■ Extrait du document:
★ ★ ★ ★

Opéra Bastille, 19 mai

Créée en 2008, au Teatro del Maggio Musicale Fiorentino, en coproduction avec le Tokyo Opera Nomori, la mise en scène de Robert Carsen ne nous avait pas passionné, ni même ému, lors de son entrée au répertoire de l’Opéra National de Paris, en octobre 2013 (voir O. M. n° 90 p. 59 de décembre).

Le dispositif reste certes impressionnant (des parois noires s’élevant jusqu’aux cintres, un sol recouvert de terre, un trou au milieu du plateau), les lumières sont sublimes, mais la direction d’acteurs qu’appellerait ce parti d’austérité n’est toujours pas au rendez-vous. Quelle que soit la beauté de certaines images, on n’est jamais happé par le drame qui se joue sous nos yeux.

Alléchante sur le papier, la nouvelle distribution ne tient qu’en partie ses promesses. Défavorisée par un décor ne renvoyant pas les voix, Christine Goerke assure à peu près les aigus et les graves d’Elektra. Entre les deux extrémités du registre, en revanche, le flou le plus complet règne : zones sourdes, vibrato envahissant, intonation incertaine.

★ ★ ★ ★

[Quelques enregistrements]

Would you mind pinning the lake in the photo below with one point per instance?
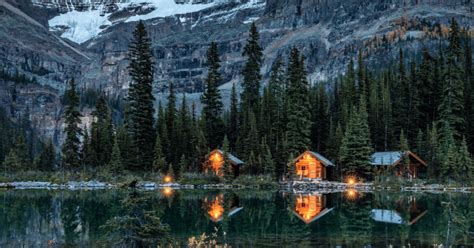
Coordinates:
(104, 218)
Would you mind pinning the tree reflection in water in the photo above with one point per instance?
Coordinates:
(137, 226)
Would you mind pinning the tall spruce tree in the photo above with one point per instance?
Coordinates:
(299, 114)
(101, 138)
(251, 72)
(355, 151)
(72, 118)
(47, 157)
(452, 105)
(233, 126)
(211, 98)
(140, 99)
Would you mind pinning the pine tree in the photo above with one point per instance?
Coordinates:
(251, 72)
(228, 171)
(299, 114)
(404, 148)
(71, 146)
(268, 162)
(452, 105)
(233, 127)
(159, 161)
(356, 148)
(140, 99)
(12, 162)
(211, 98)
(183, 165)
(466, 166)
(169, 134)
(47, 157)
(115, 163)
(101, 139)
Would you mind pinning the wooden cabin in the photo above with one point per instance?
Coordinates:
(311, 165)
(215, 161)
(394, 160)
(309, 208)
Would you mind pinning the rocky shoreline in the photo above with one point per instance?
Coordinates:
(290, 186)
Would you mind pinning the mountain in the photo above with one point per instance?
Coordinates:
(52, 40)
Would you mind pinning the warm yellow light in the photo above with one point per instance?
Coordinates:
(351, 194)
(167, 191)
(351, 180)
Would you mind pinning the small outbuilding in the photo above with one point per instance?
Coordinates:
(395, 160)
(311, 165)
(215, 163)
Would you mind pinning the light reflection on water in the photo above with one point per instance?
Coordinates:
(38, 218)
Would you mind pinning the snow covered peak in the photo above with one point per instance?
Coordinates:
(85, 20)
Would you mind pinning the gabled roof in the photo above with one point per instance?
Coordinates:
(392, 158)
(393, 217)
(316, 155)
(318, 216)
(233, 159)
(387, 216)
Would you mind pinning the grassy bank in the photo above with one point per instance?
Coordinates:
(197, 179)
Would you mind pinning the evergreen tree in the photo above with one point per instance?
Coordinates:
(47, 157)
(404, 148)
(356, 148)
(159, 161)
(169, 135)
(115, 163)
(251, 72)
(268, 162)
(140, 99)
(233, 127)
(101, 140)
(299, 114)
(466, 166)
(228, 171)
(183, 165)
(211, 98)
(71, 146)
(452, 105)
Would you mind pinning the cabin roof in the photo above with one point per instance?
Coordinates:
(318, 216)
(393, 217)
(233, 159)
(316, 155)
(392, 158)
(387, 216)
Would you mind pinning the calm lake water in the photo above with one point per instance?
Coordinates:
(42, 218)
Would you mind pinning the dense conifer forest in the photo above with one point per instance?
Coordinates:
(420, 103)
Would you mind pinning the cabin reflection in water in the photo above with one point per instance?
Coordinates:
(403, 214)
(309, 208)
(215, 207)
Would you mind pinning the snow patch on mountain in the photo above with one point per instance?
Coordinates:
(81, 26)
(168, 8)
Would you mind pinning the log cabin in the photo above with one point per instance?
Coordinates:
(311, 165)
(215, 161)
(394, 160)
(309, 208)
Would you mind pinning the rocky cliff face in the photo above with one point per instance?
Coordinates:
(89, 39)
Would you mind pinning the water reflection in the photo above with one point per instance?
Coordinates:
(403, 214)
(36, 218)
(215, 207)
(310, 207)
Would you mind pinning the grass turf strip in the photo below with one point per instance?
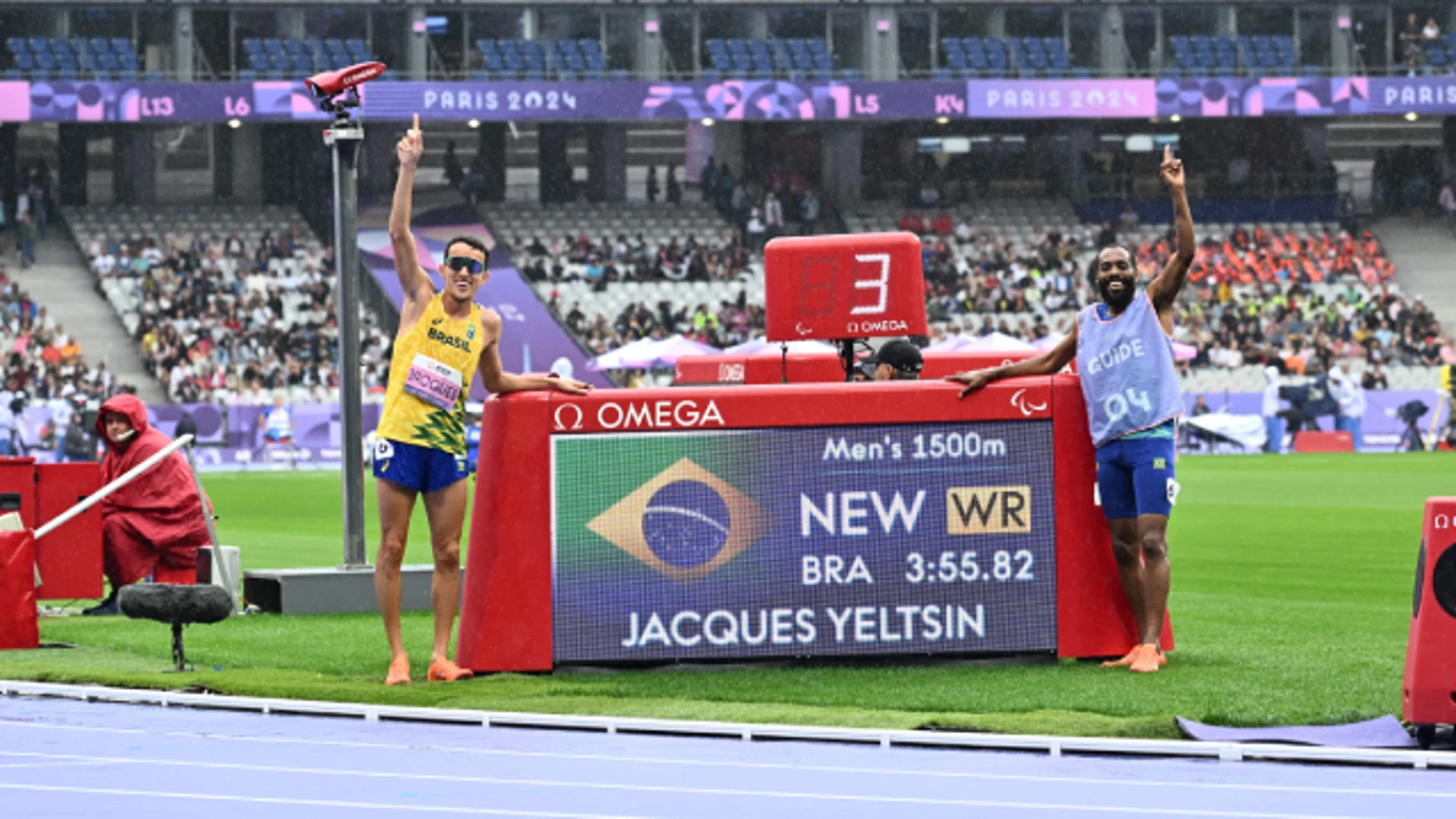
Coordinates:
(1292, 592)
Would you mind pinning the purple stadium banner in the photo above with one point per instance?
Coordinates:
(1003, 99)
(737, 99)
(231, 438)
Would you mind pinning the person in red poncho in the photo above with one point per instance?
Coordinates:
(158, 518)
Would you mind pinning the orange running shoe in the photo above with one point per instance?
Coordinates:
(1128, 659)
(1147, 661)
(444, 670)
(398, 672)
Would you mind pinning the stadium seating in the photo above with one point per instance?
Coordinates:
(1223, 55)
(568, 60)
(289, 58)
(42, 58)
(993, 57)
(792, 58)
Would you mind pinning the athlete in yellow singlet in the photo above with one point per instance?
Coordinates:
(443, 340)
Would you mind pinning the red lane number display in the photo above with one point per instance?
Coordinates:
(851, 286)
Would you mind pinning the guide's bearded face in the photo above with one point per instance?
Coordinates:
(1114, 279)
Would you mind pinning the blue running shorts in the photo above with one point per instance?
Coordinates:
(419, 468)
(1136, 477)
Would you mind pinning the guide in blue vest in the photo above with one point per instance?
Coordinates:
(1125, 356)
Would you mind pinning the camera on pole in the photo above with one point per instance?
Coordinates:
(338, 93)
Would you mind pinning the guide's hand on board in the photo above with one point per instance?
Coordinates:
(973, 381)
(568, 385)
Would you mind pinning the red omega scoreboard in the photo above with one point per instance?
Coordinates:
(794, 521)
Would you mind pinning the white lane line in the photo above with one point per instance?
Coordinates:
(761, 765)
(11, 765)
(321, 802)
(565, 784)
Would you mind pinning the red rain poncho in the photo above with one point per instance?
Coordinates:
(156, 518)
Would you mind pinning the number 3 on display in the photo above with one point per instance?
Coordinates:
(883, 283)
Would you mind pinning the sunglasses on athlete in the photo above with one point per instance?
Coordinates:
(465, 262)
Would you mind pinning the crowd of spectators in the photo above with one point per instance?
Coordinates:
(220, 321)
(721, 325)
(42, 368)
(1299, 303)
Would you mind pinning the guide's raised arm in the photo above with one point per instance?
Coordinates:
(1164, 290)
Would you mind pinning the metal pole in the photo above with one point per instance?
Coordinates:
(346, 137)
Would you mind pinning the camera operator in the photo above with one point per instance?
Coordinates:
(894, 360)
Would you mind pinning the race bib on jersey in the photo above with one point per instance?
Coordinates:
(433, 382)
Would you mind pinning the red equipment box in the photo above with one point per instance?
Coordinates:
(18, 620)
(1429, 695)
(852, 286)
(767, 482)
(71, 557)
(1324, 442)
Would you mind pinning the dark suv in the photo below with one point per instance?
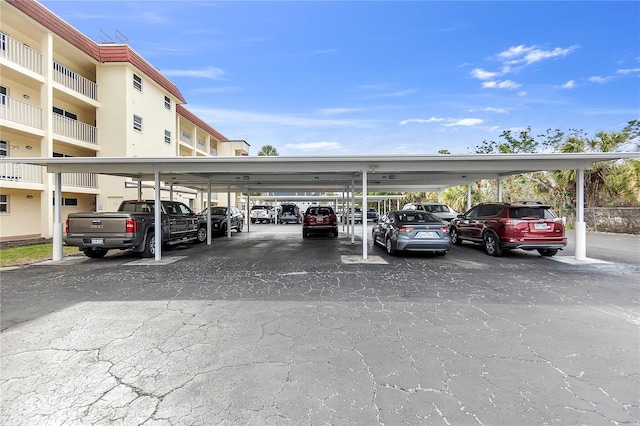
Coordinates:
(289, 213)
(505, 226)
(319, 219)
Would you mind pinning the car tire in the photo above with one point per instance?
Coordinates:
(491, 244)
(388, 244)
(455, 237)
(201, 237)
(96, 253)
(149, 245)
(547, 252)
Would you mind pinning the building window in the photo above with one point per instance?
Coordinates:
(65, 113)
(4, 204)
(67, 202)
(137, 82)
(3, 95)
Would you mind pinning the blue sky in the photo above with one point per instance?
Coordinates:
(384, 77)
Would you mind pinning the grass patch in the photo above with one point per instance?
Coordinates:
(17, 256)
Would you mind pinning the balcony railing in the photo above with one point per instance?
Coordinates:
(74, 81)
(21, 54)
(74, 129)
(20, 112)
(25, 173)
(83, 180)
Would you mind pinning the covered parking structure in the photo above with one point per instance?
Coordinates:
(347, 174)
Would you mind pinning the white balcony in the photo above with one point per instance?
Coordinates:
(74, 81)
(82, 180)
(21, 54)
(75, 129)
(20, 112)
(23, 173)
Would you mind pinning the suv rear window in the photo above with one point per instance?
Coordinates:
(531, 212)
(319, 210)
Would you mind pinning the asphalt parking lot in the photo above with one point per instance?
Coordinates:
(268, 328)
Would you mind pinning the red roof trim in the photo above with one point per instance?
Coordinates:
(99, 52)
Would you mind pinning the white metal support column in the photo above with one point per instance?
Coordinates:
(247, 217)
(209, 215)
(364, 214)
(57, 218)
(158, 219)
(352, 211)
(581, 226)
(228, 211)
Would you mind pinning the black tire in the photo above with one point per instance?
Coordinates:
(547, 252)
(202, 234)
(388, 244)
(455, 237)
(149, 245)
(96, 253)
(491, 244)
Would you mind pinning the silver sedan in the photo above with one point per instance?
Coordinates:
(410, 230)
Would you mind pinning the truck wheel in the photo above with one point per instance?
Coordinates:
(149, 245)
(491, 244)
(96, 253)
(202, 234)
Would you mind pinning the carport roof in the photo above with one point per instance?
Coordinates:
(324, 173)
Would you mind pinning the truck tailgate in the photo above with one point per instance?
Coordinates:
(95, 224)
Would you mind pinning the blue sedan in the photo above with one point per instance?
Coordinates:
(410, 230)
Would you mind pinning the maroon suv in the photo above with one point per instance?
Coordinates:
(505, 226)
(319, 219)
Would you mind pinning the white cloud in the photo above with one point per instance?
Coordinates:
(467, 122)
(498, 110)
(421, 120)
(628, 71)
(210, 72)
(531, 54)
(482, 74)
(504, 84)
(314, 146)
(598, 79)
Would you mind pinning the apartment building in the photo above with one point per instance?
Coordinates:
(61, 94)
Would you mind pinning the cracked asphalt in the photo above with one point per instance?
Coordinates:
(266, 328)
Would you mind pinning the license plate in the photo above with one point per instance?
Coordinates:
(427, 234)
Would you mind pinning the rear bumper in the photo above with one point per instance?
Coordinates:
(107, 242)
(424, 245)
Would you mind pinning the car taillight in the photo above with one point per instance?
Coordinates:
(131, 225)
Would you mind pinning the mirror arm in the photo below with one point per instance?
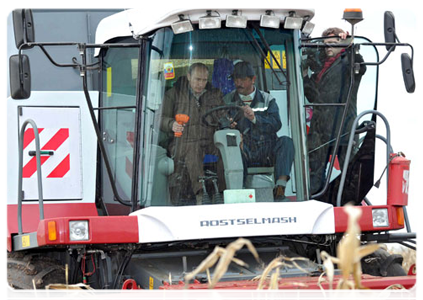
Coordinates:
(387, 54)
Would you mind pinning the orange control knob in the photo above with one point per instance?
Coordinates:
(181, 119)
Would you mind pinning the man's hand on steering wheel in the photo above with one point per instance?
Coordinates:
(231, 119)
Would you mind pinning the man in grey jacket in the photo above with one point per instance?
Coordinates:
(259, 126)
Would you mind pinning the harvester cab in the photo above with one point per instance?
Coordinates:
(211, 124)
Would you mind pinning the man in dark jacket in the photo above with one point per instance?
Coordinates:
(330, 83)
(259, 127)
(192, 96)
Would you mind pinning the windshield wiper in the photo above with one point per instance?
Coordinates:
(266, 45)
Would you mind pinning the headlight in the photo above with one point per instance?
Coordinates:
(78, 231)
(380, 217)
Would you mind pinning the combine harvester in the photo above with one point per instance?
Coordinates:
(91, 182)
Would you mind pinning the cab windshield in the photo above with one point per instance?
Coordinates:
(216, 117)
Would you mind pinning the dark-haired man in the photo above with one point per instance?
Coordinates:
(259, 127)
(330, 83)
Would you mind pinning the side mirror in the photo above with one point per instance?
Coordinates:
(408, 73)
(20, 77)
(389, 28)
(23, 26)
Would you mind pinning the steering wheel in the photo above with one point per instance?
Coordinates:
(232, 111)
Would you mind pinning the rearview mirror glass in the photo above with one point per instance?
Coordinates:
(23, 26)
(20, 77)
(389, 28)
(408, 73)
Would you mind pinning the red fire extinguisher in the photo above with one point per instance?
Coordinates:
(398, 182)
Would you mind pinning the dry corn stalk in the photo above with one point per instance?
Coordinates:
(396, 288)
(349, 258)
(275, 264)
(80, 290)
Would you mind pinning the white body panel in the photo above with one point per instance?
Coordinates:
(161, 224)
(69, 107)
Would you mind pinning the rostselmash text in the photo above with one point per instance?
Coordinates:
(247, 221)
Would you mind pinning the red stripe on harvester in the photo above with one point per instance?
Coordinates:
(29, 136)
(128, 167)
(57, 140)
(29, 169)
(61, 169)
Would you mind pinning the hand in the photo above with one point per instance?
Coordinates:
(344, 35)
(233, 124)
(177, 127)
(248, 112)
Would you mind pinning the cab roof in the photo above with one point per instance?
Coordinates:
(140, 22)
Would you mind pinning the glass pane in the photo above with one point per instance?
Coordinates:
(327, 86)
(120, 71)
(191, 74)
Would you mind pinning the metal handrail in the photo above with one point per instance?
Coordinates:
(349, 149)
(39, 178)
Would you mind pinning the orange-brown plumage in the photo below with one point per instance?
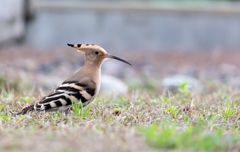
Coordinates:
(83, 86)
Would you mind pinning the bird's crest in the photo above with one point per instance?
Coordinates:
(82, 47)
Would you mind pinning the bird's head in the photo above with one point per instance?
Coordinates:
(94, 53)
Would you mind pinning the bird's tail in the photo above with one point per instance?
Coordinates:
(26, 110)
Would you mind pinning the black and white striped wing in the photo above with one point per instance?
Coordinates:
(63, 96)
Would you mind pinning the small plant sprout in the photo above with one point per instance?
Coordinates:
(183, 88)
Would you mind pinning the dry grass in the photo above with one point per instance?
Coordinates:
(139, 121)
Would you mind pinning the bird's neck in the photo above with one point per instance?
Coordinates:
(92, 70)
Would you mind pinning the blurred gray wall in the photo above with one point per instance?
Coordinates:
(12, 25)
(136, 26)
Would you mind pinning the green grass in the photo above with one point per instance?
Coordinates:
(143, 120)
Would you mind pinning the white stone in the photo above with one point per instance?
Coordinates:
(171, 83)
(113, 86)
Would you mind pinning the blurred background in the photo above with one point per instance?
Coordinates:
(166, 41)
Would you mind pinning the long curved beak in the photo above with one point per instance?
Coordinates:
(117, 58)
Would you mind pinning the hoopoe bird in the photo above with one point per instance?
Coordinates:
(82, 87)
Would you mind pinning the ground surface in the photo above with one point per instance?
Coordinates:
(145, 119)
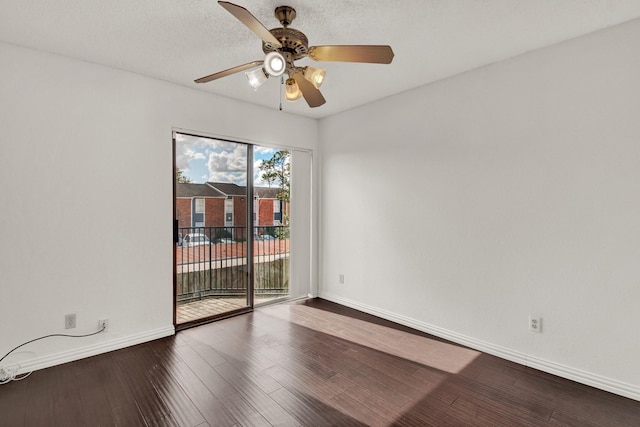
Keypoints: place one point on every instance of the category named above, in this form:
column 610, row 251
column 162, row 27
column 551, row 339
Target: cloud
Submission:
column 228, row 163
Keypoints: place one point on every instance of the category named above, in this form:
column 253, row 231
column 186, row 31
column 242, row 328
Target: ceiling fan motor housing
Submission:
column 292, row 40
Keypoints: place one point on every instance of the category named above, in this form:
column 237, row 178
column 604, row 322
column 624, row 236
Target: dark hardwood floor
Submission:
column 311, row 363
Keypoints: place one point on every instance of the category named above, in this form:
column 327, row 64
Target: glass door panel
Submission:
column 272, row 190
column 212, row 272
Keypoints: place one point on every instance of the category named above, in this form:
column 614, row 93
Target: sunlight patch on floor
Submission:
column 440, row 355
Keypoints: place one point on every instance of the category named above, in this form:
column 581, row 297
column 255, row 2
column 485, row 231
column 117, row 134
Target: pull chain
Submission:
column 281, row 84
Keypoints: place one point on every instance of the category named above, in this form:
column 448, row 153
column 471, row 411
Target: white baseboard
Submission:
column 593, row 380
column 93, row 349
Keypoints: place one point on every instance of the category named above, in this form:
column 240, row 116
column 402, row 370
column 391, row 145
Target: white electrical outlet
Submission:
column 70, row 321
column 535, row 324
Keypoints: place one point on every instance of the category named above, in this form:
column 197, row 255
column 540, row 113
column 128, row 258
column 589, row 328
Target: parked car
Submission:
column 195, row 239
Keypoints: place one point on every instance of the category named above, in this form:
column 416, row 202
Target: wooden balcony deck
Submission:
column 189, row 311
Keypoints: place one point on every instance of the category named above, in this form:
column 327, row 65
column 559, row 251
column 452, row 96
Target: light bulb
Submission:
column 291, row 90
column 275, row 64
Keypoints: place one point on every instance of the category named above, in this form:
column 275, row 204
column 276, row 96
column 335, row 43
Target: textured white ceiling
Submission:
column 181, row 40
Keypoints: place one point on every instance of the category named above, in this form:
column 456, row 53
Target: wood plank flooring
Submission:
column 311, row 363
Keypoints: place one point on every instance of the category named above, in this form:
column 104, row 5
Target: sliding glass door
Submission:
column 231, row 228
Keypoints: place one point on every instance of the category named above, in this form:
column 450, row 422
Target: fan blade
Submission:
column 312, row 95
column 375, row 54
column 250, row 21
column 228, row 72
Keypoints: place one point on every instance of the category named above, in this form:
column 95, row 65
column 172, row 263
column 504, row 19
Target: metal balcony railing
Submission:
column 212, row 262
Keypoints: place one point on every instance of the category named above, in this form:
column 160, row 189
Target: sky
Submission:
column 206, row 159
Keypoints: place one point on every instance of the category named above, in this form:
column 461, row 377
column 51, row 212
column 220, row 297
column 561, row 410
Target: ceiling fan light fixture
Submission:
column 256, row 78
column 275, row 64
column 315, row 75
column 291, row 90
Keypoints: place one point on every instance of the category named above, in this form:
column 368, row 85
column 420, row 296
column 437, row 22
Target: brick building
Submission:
column 216, row 204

★ ★ ★ ★

■ Série de tâches:
(a) Comptez les lignes des enregistrements qui contiennent le mot « stadium », puis indiquez uniquement ce nombre.
(b) Écrivez la suite de la critique de la production d'Elektra à l'Opéra Bastille, en reprenant après sa dernière phrase.

■ Réponses par tâche:
(a) 2

(b)
Remplaçant Waltraud Meier, initialement annoncée, Angela Denoke n’est pas davantage que son aînée le mezzo-contralto exigé par Klytämnestra. Soprano elle était à ses débuts, il y a trente ans, soprano elle reste, avec des graves artificiellement creusés et encore plus de fausses notes qu’autrefois. L’actrice est superbe, mais cela ne suffit pas.

Tomas Tomasson, qu’on a connu ailleurs plus inspiré, remplit à peine correctement son office en Orest. Les Servantes sont inégales, comme les autres rôles secondaires, laissant la vedette à l’Aegisth percutant de Gerhard Siegel et, surtout, à la Chrysothemis d’Elza van den Heever.

La soprano franco-sud-africaine est décidément à son affaire dans ce type d’héroïne straussienne (voir son éblouissante Impératrice dans Die Frau ohne Schatten), augurant le meilleur pour sa première Salome, également à l’Opéra Bastille, en octobre prochain. Le timbre, lumineux et sensuel, est soutenu par une émission homogène, et l’aigu se déploie avec une puissance et un rayonnement irrésistibles. La présence scénique est tout aussi convaincante, avec cette capacité à illuminer la scène qui fait les grandes Chrysothemis.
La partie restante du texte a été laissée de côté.